* WHAT IS REQUIRED
What is needed is an exact copy of every entry below, minus the images.

[Natural-language object grounding data]
┏━━
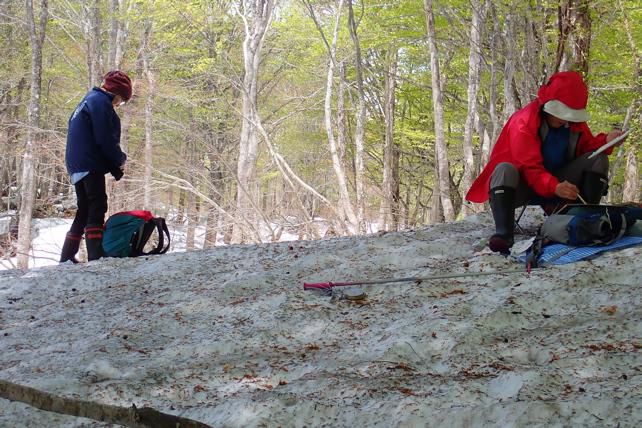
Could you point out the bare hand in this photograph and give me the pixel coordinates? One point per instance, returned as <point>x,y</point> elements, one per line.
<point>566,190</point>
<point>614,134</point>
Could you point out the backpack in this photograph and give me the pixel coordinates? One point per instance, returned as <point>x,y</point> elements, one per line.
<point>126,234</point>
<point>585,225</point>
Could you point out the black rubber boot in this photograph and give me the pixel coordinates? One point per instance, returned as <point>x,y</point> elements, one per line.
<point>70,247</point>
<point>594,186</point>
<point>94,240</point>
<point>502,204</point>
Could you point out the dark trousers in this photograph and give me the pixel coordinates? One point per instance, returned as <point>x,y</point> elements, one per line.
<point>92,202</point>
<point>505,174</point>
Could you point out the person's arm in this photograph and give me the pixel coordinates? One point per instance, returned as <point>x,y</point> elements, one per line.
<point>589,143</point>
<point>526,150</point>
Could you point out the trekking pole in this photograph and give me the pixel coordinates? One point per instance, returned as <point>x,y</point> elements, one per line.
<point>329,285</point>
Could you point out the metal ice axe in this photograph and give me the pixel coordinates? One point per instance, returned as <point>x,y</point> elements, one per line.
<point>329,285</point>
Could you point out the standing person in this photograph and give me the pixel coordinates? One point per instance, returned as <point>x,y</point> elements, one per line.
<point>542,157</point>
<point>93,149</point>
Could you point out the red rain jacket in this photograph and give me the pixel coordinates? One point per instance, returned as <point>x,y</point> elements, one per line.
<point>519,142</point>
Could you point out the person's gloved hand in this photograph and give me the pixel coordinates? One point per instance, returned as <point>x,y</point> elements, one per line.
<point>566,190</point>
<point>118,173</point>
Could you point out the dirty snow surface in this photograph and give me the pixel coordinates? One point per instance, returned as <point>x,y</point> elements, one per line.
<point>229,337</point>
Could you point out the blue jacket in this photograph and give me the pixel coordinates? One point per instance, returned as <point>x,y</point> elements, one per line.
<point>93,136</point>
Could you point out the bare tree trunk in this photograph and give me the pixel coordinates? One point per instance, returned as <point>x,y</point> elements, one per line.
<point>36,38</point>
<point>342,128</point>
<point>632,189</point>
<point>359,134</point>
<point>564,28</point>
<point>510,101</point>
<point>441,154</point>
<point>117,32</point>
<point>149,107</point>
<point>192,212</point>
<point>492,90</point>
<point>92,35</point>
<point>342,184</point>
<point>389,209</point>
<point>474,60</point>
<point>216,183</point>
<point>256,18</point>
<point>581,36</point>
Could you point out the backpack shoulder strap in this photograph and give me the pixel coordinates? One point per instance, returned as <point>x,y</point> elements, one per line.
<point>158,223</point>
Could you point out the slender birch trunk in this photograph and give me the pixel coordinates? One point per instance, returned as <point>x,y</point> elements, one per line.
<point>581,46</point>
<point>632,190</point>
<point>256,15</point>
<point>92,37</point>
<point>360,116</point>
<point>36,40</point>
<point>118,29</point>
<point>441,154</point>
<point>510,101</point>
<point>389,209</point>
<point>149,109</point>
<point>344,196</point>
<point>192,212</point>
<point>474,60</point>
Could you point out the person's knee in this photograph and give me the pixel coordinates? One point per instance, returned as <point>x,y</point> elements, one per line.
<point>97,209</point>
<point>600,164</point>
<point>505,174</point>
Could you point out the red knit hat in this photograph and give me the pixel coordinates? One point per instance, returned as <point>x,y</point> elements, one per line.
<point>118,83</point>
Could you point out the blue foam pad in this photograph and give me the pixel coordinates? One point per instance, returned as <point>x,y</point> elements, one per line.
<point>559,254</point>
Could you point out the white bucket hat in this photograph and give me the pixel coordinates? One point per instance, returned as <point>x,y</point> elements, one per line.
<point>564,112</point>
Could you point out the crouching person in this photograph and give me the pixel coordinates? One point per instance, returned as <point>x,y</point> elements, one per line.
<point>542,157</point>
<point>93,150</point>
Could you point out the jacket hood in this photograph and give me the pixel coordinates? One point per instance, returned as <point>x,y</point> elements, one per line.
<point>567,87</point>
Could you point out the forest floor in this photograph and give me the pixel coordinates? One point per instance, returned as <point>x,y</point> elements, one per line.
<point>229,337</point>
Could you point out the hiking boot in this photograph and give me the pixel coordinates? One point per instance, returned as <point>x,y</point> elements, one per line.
┗━━
* EXERCISE ANSWER
Could you point out the bare hand in this photograph and give me the pixel coordinates? One point per instance, returned as <point>x,y</point> elements, one per line.
<point>566,190</point>
<point>614,134</point>
Could you point out the backpack in this photograph and give me the pixel coordinates? One point per instance, returned as <point>x,y</point> elements, one per line.
<point>126,234</point>
<point>585,225</point>
Could you point out the black rubber boot in this photograph and give me the pixel coordinates? One point per instance, returned as <point>x,y</point> elements, one per line.
<point>70,247</point>
<point>594,186</point>
<point>94,240</point>
<point>502,204</point>
Could you point out the dark trousers in this photograph and give me the pixel coordinates? One point per instance, returned as <point>x,y</point> elements, one per line.
<point>92,202</point>
<point>505,174</point>
Could you point out the person's arm in this photograph and give me the pixel coordinates? One point per instance, returned as <point>x,y</point> elements, one per line.
<point>589,143</point>
<point>526,150</point>
Could you point out the trekking pole in this photograph and give me the pixel coordinates? One point per instance, returned as <point>x,y</point> elements, one per line.
<point>329,285</point>
Could you point out the metal ice axe in this photograph and give me the pixel coordinates? One point per instance, returned as <point>x,y</point> elements, one per line.
<point>329,285</point>
Could you point out the standing person in this photograph and give me the pixel coordinates? One point per instance, returned as <point>x,y</point> elements, one per line.
<point>542,157</point>
<point>93,149</point>
Could you point out the red rain jacket in this photograph and give me the pixel coordinates? One point per instance, returned as <point>x,y</point> elements, one per line.
<point>519,142</point>
Could you point out the person's gloved hand in this photograph and give me the pixel coordinates? One point per instance, returned as <point>x,y</point> elements, one per line.
<point>566,190</point>
<point>118,173</point>
Could you point out the dirty snow surface in this photograph and give me the pixel coordinates? One point per instance, returned as <point>x,y</point> elements, one per line.
<point>229,337</point>
Could you point out the blue jacket in this photograph and give me the pixel coordinates? One point per instance, returned as <point>x,y</point> elements, one per line.
<point>93,136</point>
Could you point out the bare tree trunk in this photograph and give me the pixel coordinates? One point per instance, returned as <point>x,y</point> elements, one per line.
<point>36,38</point>
<point>342,128</point>
<point>632,189</point>
<point>359,134</point>
<point>564,28</point>
<point>510,101</point>
<point>441,154</point>
<point>117,32</point>
<point>149,107</point>
<point>192,212</point>
<point>492,90</point>
<point>92,35</point>
<point>342,184</point>
<point>389,209</point>
<point>474,60</point>
<point>216,183</point>
<point>256,18</point>
<point>581,36</point>
Could you point out the backpack shoulder strap in this photograph and give me the pixel coordinates? One point per instance, returned as <point>x,y</point> elements, one per line.
<point>158,223</point>
Could you point out the slender birch trunk in this photograph and give me the pixel coordinates? One point per instance, returned as <point>x,y</point> elements, one per line.
<point>581,46</point>
<point>632,190</point>
<point>256,15</point>
<point>92,37</point>
<point>360,116</point>
<point>36,40</point>
<point>118,29</point>
<point>441,154</point>
<point>510,101</point>
<point>389,209</point>
<point>149,109</point>
<point>344,196</point>
<point>192,212</point>
<point>474,60</point>
Could you point out the person's knee in this photograph and give me the pixel coordinates? One point per instance, returned as <point>x,y</point> elements, one per line.
<point>97,209</point>
<point>600,164</point>
<point>505,174</point>
Could you point out the red knit hat in this photograph and give me the pixel coordinates? One point per instance, returned as <point>x,y</point> elements, one per line.
<point>118,83</point>
Could you point out the blue foam pad in this photograph and give me the pixel coordinates? One point per instance, returned as <point>x,y</point> elements, one per line.
<point>559,254</point>
Could you point out the white bucket hat in this photograph and give me the pixel coordinates? One point per instance, returned as <point>x,y</point> elements, one per line.
<point>564,112</point>
Could you point out the crouching person in this photograph and give me the pixel coordinates? One point per instance, returned as <point>x,y</point> elements, one per line.
<point>542,157</point>
<point>93,150</point>
Could you point out the jacket hood in this photograph and give me the pixel coordinates? One point per instance, returned as <point>x,y</point> elements, one per line.
<point>567,87</point>
Could you point out the forest floor in this photograph and give me the pixel coordinates? One point per instance, returned as <point>x,y</point> elements, one per line.
<point>229,337</point>
Could you point out the hiking boot in this photograph and give me the pixel coordinates? One point per instance, returned as <point>x,y</point> elements, one per line.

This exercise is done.